Image object location entries
┌──

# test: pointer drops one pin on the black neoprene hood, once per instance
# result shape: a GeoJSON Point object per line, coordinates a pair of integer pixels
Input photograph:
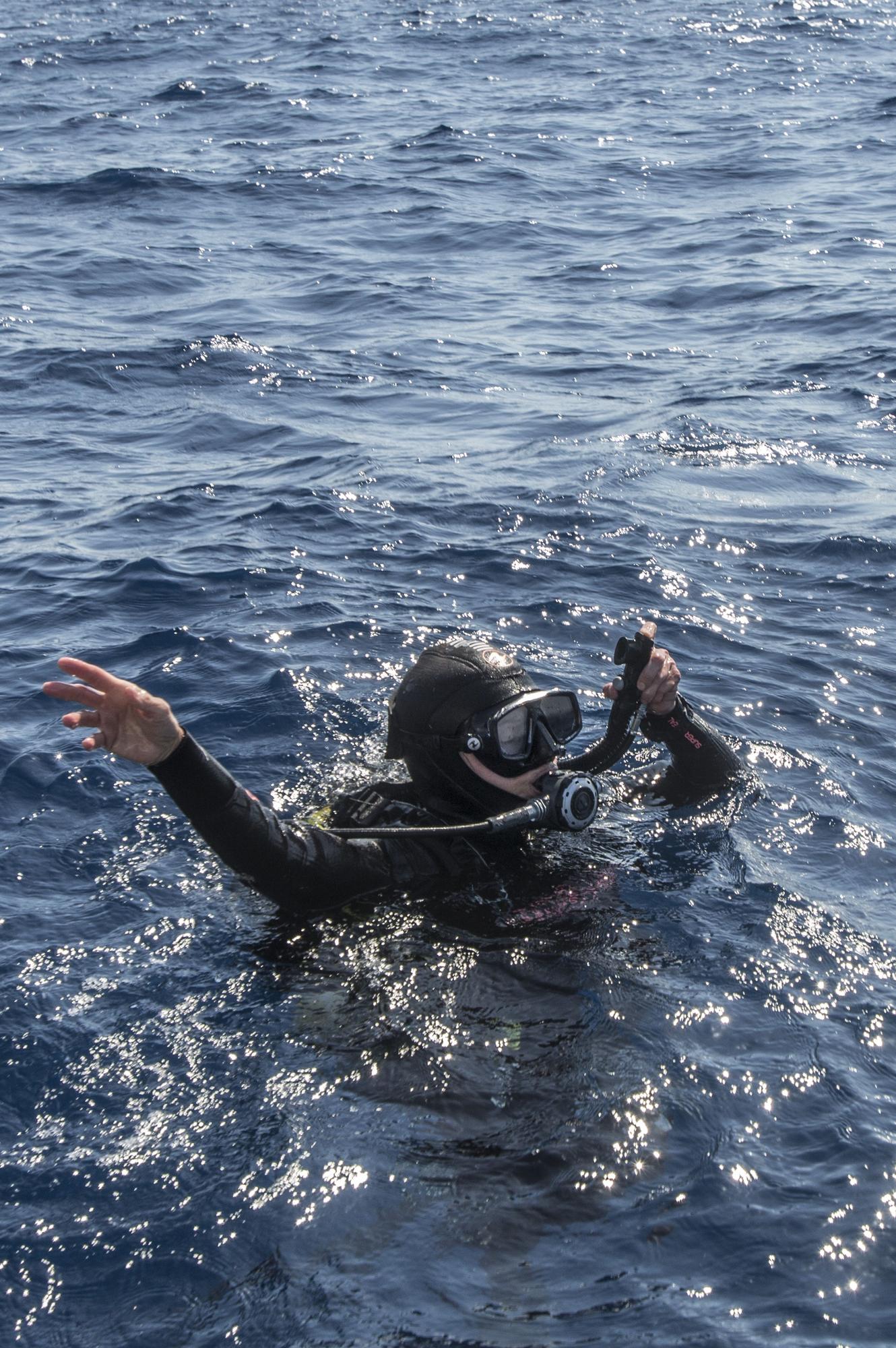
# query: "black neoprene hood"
{"type": "Point", "coordinates": [451, 683]}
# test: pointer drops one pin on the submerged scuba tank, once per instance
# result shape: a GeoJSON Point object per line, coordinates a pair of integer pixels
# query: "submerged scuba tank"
{"type": "Point", "coordinates": [569, 803]}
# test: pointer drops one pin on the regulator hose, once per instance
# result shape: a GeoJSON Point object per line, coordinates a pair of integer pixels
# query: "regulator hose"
{"type": "Point", "coordinates": [569, 803]}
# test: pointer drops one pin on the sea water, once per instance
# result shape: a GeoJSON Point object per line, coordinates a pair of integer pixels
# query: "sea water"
{"type": "Point", "coordinates": [329, 331]}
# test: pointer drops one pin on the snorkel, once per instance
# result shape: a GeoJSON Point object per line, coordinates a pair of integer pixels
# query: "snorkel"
{"type": "Point", "coordinates": [627, 712]}
{"type": "Point", "coordinates": [569, 799]}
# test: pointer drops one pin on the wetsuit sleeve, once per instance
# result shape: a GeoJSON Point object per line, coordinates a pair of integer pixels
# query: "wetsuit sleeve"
{"type": "Point", "coordinates": [703, 761]}
{"type": "Point", "coordinates": [305, 870]}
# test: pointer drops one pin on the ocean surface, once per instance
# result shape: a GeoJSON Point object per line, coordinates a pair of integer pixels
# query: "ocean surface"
{"type": "Point", "coordinates": [324, 332]}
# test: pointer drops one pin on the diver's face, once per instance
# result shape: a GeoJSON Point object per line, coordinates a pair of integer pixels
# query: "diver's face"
{"type": "Point", "coordinates": [525, 785]}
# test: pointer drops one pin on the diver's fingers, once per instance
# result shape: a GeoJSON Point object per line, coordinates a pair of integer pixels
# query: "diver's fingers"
{"type": "Point", "coordinates": [657, 672]}
{"type": "Point", "coordinates": [80, 721]}
{"type": "Point", "coordinates": [92, 675]}
{"type": "Point", "coordinates": [73, 694]}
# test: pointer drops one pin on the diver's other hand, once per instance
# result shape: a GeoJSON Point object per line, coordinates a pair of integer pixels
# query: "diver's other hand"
{"type": "Point", "coordinates": [658, 681]}
{"type": "Point", "coordinates": [122, 718]}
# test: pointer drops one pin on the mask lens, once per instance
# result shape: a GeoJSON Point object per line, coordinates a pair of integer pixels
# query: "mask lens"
{"type": "Point", "coordinates": [561, 715]}
{"type": "Point", "coordinates": [513, 733]}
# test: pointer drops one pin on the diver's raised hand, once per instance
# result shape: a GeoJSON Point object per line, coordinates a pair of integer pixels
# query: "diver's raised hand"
{"type": "Point", "coordinates": [122, 718]}
{"type": "Point", "coordinates": [658, 681]}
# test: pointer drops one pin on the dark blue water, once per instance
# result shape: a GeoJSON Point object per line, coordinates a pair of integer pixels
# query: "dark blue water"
{"type": "Point", "coordinates": [324, 332]}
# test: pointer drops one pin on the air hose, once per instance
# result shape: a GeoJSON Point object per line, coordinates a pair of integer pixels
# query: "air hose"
{"type": "Point", "coordinates": [569, 803]}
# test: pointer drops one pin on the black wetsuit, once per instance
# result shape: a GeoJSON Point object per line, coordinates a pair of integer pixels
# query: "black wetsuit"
{"type": "Point", "coordinates": [308, 870]}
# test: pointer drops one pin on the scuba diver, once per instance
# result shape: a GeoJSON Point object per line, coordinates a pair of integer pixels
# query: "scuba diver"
{"type": "Point", "coordinates": [482, 745]}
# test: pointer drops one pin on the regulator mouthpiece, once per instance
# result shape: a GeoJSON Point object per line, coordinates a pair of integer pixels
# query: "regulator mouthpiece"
{"type": "Point", "coordinates": [573, 801]}
{"type": "Point", "coordinates": [569, 803]}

└──

EXERCISE TASK: Copy out all the data exactly; skip the pictures.

EXERCISE OUTPUT:
# test: pointer drops one pin on the black neoprene hood, once per instance
# result shape: a GeoJSON Point object per line, coordinates a pair of integer pixels
Input photograph:
# query: "black neoprene hood"
{"type": "Point", "coordinates": [451, 683]}
# test: pointer drops one pin on the submerged scuba tank, once per instance
# result shape: a GeoJSON Point object per line, coordinates a pair of integer pixels
# query: "submerged scuba tank"
{"type": "Point", "coordinates": [569, 803]}
# test: pointer drops one pin on the regulator hose, once per instance
# result shape: a GeoJSON Point object per line, coordinates a pair of integer pixels
# query: "regulator hose"
{"type": "Point", "coordinates": [569, 803]}
# test: pointer drops one pin on the sea water, once per instance
# result shape: a GeoJSON Point object per line, coordinates a pair of integer pixels
# query: "sea water"
{"type": "Point", "coordinates": [329, 331]}
# test: pointer drops one pin on the snorkel, once per instance
# result shape: a GeoJSON Point object per line, coordinates a pair of integer pixels
# query: "snorkel"
{"type": "Point", "coordinates": [627, 712]}
{"type": "Point", "coordinates": [569, 799]}
# test: pointer drops one pin on the wetsuit sleeve, once per instance
# result shape: a GeoJSON Point object per line, coordinates a pair of integer pixels
# query: "wetsuit sleeve"
{"type": "Point", "coordinates": [703, 761]}
{"type": "Point", "coordinates": [305, 870]}
# test: pointer drops one pin on the ocean surface, once per instance
# result shape: a GeoJSON Point object per line, coordinates a pair of integer pixels
# query: "ocean surface"
{"type": "Point", "coordinates": [324, 332]}
# test: pointer drops one pin on the diver's face, once per instance
# result shape: a GeoJSON Point object per line, coordinates a pair of integer pixels
# query: "diver's face"
{"type": "Point", "coordinates": [525, 785]}
# test: pointer drops one pin on the diver's fingers, once per instance
# result shape: a GeoJSON Point object per line, coordinates a pair of integer pixels
# query: "diver's fingers"
{"type": "Point", "coordinates": [657, 672]}
{"type": "Point", "coordinates": [80, 721]}
{"type": "Point", "coordinates": [92, 675]}
{"type": "Point", "coordinates": [73, 694]}
# test: pointer drops one pin on the diver's other hand, once per instance
# result shape: a GeoJSON Point object per line, coordinates a pair of integer pixels
# query: "diver's other hand"
{"type": "Point", "coordinates": [658, 681]}
{"type": "Point", "coordinates": [122, 718]}
# test: pointer drops one pin on the mask lens, once per instance
# result shape: a GeoJSON Point object per line, coordinates a pair of integer pixels
# query: "mask lens"
{"type": "Point", "coordinates": [561, 715]}
{"type": "Point", "coordinates": [513, 733]}
# test: pointer drops one pin on the diver's raised hand, once per instance
# result shape: a GeoJSON Point object per line, coordinates a pair of integer pixels
# query: "diver's raised hand"
{"type": "Point", "coordinates": [122, 718]}
{"type": "Point", "coordinates": [658, 681]}
# test: pointer drops one pin on the dark blue water, once per instance
# result shape: a GeoJSON Point object per line, coordinates a pair of integer pixels
# query: "dark blue water"
{"type": "Point", "coordinates": [324, 332]}
# test: pointer drops one pin on the air hose, once per instance
# result shape: a GeoJSON Point object per line, coordinates a pair of integer pixels
# query: "air hose"
{"type": "Point", "coordinates": [569, 803]}
# test: pointer drops one pin on the black wetsuit, once per instance
# result shape: a GeoJSON Point object per line, coordinates a pair of integer pixels
# query: "black wetsuit"
{"type": "Point", "coordinates": [308, 870]}
# test: pointer drops one pin on the scuba diver, once per instance
# result shape: a GeoJSON Point object per line, coordinates a pair of integer pixels
# query: "scuba diver"
{"type": "Point", "coordinates": [482, 745]}
# test: pointer drops one pin on the regulator mouthpiece, once per instance
# result shape: a GeoJSON Point object per line, coordinates a pair of integer pixels
# query: "regulator mouthpiece"
{"type": "Point", "coordinates": [573, 801]}
{"type": "Point", "coordinates": [569, 803]}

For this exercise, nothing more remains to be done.